#### DATASET RECORDS ####

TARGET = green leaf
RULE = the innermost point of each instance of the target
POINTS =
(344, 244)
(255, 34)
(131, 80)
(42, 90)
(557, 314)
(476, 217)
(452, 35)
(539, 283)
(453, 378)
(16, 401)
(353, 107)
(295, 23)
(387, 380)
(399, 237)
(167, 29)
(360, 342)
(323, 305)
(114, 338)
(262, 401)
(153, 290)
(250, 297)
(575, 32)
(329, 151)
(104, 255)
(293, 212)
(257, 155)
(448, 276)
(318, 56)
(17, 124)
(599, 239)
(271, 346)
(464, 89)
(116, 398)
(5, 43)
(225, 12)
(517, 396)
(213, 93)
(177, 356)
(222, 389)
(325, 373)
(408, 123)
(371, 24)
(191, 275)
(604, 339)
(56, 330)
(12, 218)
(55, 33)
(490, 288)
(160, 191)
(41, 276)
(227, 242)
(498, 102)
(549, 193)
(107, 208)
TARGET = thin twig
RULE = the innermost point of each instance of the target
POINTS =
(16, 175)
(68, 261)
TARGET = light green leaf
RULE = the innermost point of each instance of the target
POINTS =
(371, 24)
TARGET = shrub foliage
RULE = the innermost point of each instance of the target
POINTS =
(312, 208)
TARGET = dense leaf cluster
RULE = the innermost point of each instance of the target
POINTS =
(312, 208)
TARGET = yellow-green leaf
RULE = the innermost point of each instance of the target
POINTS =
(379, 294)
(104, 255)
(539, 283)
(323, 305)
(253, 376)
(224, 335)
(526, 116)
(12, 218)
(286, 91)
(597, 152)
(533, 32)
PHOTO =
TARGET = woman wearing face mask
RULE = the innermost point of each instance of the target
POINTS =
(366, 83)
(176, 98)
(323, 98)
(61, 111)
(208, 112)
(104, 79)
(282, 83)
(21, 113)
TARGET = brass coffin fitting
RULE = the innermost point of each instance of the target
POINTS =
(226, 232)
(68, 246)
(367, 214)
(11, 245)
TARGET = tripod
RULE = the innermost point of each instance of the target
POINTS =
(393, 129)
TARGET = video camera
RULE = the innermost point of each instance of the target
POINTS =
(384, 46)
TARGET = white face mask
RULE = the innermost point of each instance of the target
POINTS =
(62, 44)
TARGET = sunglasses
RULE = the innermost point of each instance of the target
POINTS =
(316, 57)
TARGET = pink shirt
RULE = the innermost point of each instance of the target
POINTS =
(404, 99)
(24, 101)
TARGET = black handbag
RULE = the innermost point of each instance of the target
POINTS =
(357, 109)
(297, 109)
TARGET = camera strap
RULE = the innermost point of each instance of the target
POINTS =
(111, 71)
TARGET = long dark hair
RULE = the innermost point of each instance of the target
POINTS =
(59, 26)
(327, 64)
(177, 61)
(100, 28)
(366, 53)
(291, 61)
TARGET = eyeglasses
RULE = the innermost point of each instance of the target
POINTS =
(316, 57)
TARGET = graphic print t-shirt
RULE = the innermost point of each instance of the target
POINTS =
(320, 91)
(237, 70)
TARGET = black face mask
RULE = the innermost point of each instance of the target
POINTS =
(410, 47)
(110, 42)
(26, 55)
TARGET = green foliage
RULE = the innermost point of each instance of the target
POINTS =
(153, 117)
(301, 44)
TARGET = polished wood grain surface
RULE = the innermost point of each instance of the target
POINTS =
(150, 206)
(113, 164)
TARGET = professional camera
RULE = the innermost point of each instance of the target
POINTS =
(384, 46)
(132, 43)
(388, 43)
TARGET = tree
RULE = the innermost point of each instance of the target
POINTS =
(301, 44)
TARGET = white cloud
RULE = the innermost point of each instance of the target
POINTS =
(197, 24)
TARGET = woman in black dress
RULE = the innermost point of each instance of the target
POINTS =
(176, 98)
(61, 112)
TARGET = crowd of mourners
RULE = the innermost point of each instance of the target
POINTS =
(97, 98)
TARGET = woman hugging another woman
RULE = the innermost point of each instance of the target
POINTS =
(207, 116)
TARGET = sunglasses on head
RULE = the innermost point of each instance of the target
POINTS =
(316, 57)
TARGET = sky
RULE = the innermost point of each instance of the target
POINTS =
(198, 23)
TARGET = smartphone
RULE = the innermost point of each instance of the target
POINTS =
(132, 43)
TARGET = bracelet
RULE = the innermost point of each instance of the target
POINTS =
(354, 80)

####

WHAT TO DO →
Reproduce the stretch of the material from the line containing "TARGET = woman hugging another woman" through its end, substituting "mobile phone" for "smartphone" and leaving all else unchanged.

SOLUTION →
TARGET = woman hugging another woman
RULE = the innermost point of each instance of the target
POINTS =
(207, 116)
TARGET = sunglasses on head
RULE = the innermost point of each instance of the target
POINTS =
(316, 57)
TARGET = sky
RULE = the innermost point of each instance of the target
POINTS =
(198, 23)
TARGET = mobile phone
RULE = the innermost point of each instance of the target
POINTS =
(132, 43)
TARGET = bracelet
RULE = the innermost point of each instance of the target
POINTS =
(354, 80)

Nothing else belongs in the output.